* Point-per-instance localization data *
==========
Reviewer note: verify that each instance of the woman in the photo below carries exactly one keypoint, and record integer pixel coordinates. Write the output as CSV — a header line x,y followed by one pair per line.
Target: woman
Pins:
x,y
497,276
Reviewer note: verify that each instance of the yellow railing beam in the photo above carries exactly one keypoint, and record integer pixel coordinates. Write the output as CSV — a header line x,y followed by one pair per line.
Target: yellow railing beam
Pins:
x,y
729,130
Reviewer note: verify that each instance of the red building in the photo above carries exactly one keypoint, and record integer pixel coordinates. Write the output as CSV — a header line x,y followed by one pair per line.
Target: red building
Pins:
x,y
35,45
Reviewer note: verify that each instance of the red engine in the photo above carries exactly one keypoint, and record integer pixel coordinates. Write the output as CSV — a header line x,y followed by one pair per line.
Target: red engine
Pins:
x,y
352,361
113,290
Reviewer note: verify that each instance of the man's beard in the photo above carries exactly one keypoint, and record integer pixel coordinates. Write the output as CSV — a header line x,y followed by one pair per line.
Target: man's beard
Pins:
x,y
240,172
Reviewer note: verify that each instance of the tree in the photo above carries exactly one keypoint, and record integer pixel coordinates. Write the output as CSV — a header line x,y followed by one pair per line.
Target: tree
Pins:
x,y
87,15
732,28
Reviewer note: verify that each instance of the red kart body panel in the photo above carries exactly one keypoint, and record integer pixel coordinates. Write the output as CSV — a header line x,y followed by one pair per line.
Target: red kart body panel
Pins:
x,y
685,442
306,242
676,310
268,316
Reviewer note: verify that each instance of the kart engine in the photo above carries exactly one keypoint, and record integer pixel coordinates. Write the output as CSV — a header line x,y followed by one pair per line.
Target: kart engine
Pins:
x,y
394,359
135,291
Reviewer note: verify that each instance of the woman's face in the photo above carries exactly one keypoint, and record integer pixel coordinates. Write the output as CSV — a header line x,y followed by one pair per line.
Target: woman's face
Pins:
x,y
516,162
==========
* Task item *
Work out how many lines in the records above contain the word "woman". State only that number.

* Solution for this exercise *
4